## Consigne
Modifiez le passage du texte de lecture compris entre "L'histoire est un" et "accélérée du PCT.", bornes incluses, en y remplaçant "manne financière" par "ressources financières", puis restituez-le en entier.

## Texte de lecture

_ _ _ _

La Cour constitutionnelle a annoncé la victoire de Denis Sassou N'Guesso, dès le premier tour du scrutin présidentiel du 20 mars. Comment une défaite humiliante, constatée dans les urnes, s'est-elle transformée en triomphe? Retour sur les coulisses d'une consultation déterminante pour l'avenir du Congo. Un récit de Guillaume Obambi, envoyé spécial à Brazzaville.

 

L'histoire est un éternel recommencement. Denis Sassou N'Guesso, jamais élu loyalement, a perfectionné et amplifié le système lui ayant permis de remporter les scrutins de 2002 et 2009 : concentration extrême des pouvoirs et manne financière sans limite ; contrôle des opérations électorales; intimidation et répression. S'y ajoute la marginalisation accélérée du PCT.

 

Concentration des pouvoirs. Contre l'avis de quelques dignitaires ou les réticences de proches, y compris dans le cercle familial, Sassou Nguesso a choisi de confier la direction de campagne à ses enfants, leurs alliés et amis, et quelques supplétifs, ces derniers étant cantonnés dans les tâches moins valorisantes: mobilisation de l'électorat (Faustin Elenga, député), opérations électorales (Alain Akouala), relations avec les confessions religieuses (Mme Emeline Diagne Kolelas), associations (Paul Tchignoumba), etc...Dans cette équipe de 17 membres les véritables décideurs sont le fils, Denis Christel Sassou N'Guesso (matériels et supports électoraux), la fille, Claudia (directrice adjointe de la communication) et le neveu, Jean-Jacques Bouya (logistique et programmation). Ce trio est chargé d'alimenter, gérer et distribuer les fonds. Ils vont privilégier l'image et le clinquant.

_ _ _ _

## Données fournies
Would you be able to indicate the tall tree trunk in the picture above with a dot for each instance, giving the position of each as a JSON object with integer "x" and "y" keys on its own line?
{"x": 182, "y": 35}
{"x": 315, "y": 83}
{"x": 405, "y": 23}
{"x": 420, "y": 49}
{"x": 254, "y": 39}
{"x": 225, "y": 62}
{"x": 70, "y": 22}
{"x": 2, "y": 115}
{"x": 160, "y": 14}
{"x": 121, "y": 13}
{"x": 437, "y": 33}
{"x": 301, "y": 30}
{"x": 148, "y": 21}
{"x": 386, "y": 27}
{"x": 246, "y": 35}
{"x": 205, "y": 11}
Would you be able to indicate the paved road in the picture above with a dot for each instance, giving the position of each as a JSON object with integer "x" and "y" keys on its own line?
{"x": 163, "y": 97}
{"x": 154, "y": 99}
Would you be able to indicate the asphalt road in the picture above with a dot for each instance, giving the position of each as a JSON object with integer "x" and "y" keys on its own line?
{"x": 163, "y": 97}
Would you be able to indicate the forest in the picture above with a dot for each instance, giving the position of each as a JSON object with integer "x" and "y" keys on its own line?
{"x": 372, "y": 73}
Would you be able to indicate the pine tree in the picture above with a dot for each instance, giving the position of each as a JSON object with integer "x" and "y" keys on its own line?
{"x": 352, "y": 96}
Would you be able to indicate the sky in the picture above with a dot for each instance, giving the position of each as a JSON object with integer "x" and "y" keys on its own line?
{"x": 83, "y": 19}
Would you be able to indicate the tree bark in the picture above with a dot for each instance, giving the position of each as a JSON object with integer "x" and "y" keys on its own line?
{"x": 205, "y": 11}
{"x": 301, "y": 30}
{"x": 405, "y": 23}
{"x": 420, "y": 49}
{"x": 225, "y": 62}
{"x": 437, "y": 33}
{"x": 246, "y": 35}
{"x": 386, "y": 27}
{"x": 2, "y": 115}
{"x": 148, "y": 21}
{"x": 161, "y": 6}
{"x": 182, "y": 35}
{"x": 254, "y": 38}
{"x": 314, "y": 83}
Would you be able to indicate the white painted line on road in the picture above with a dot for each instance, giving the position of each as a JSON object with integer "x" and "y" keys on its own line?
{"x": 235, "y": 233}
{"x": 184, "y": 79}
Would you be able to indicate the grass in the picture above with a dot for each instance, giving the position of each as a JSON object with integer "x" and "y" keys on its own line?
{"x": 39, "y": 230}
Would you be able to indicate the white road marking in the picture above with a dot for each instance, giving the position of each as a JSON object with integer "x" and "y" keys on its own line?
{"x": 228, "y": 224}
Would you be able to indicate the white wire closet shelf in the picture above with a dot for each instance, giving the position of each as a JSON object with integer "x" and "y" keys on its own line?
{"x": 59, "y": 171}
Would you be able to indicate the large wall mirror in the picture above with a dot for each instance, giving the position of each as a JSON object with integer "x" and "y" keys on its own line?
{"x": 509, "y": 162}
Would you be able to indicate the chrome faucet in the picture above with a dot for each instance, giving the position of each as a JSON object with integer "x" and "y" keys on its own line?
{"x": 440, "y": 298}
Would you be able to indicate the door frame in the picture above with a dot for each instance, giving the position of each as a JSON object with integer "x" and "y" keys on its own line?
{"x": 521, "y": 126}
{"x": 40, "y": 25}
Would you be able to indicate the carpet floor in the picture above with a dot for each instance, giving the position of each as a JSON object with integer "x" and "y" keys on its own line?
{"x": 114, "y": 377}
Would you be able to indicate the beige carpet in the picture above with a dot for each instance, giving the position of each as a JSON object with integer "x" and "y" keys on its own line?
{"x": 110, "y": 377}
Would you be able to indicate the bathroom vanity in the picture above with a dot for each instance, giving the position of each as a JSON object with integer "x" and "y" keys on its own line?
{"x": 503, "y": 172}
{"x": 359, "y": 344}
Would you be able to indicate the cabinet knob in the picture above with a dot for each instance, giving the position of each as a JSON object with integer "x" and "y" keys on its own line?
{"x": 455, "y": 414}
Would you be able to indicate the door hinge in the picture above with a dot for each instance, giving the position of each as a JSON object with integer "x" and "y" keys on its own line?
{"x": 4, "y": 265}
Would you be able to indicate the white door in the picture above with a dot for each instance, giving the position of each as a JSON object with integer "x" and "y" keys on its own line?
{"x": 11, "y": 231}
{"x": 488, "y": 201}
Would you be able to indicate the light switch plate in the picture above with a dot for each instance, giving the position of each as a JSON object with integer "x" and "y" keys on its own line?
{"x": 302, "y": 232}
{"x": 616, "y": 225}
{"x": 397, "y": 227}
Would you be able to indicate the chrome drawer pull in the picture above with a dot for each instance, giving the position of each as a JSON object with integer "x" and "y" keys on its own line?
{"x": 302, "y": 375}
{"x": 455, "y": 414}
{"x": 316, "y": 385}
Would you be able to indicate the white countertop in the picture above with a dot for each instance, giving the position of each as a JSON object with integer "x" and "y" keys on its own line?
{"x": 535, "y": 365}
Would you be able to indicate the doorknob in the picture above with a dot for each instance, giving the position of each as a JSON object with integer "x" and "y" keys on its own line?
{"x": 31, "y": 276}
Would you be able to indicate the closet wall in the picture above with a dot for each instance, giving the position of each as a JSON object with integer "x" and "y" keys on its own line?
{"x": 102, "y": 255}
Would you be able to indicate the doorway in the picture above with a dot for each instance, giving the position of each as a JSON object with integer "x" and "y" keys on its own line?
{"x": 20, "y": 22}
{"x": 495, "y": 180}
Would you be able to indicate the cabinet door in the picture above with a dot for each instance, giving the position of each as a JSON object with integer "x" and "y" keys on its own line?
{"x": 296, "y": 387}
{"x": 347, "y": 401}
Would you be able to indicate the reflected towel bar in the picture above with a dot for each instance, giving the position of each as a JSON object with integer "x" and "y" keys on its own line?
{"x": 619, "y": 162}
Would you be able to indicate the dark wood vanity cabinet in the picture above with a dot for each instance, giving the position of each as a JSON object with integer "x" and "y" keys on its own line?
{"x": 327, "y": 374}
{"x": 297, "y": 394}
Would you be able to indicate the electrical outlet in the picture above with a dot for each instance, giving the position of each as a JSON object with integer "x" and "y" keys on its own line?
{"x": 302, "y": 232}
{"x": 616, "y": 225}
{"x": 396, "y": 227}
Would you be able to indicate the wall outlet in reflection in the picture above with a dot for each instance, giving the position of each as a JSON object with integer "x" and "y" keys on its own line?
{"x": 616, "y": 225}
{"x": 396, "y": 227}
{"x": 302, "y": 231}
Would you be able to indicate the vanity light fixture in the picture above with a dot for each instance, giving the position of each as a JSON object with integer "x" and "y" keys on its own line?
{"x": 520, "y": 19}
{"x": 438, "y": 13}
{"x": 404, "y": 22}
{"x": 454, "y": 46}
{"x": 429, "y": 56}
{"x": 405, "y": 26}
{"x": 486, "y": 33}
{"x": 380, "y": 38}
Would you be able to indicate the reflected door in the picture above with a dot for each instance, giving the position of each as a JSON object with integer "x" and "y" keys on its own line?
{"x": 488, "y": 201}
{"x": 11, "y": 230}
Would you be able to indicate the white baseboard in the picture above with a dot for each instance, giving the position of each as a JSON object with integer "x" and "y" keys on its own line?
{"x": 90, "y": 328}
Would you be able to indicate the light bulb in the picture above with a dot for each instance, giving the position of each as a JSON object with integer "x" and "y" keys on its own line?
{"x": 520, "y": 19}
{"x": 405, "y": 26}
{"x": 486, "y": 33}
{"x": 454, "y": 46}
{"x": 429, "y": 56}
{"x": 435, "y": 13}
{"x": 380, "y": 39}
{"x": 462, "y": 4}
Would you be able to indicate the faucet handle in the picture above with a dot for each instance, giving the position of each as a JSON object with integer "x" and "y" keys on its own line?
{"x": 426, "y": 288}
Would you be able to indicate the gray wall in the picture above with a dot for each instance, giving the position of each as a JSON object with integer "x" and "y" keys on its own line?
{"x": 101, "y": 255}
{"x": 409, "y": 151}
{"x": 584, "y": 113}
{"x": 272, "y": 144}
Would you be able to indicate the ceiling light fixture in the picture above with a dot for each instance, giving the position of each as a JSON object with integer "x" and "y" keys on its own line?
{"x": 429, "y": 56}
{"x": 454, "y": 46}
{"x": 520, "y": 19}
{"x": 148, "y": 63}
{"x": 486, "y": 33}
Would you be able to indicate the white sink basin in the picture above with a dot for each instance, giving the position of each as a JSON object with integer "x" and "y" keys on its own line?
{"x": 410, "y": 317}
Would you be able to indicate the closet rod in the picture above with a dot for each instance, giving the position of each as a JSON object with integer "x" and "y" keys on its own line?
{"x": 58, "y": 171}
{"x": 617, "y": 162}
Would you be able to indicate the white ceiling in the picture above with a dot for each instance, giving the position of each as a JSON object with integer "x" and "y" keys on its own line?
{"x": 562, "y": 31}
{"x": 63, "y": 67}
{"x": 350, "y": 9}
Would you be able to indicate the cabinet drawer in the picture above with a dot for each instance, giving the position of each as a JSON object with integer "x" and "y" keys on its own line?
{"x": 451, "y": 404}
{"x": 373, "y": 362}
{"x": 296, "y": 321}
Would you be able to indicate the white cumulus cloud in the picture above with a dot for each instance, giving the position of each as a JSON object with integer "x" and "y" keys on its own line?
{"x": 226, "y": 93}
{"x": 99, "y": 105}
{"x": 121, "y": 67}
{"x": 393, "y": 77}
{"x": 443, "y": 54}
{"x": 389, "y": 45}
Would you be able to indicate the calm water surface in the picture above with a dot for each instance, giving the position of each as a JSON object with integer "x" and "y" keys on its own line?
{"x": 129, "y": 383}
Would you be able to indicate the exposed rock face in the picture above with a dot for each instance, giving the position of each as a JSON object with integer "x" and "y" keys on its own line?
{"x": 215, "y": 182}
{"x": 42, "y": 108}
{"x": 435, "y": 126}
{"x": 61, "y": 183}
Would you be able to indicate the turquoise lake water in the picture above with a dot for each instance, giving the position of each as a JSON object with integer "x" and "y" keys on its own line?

_ _ _ _

## Réponse attendue
L'histoire est un éternel recommencement. Denis Sassou N'Guesso, jamais élu loyalement, a perfectionné et amplifié le système lui ayant permis de remporter les scrutins de 2002 et 2009 : concentration extrême des pouvoirs et ressources financières sans limite ; contrôle des opérations électorales; intimidation et répression. S'y ajoute la marginalisation accélérée du PCT.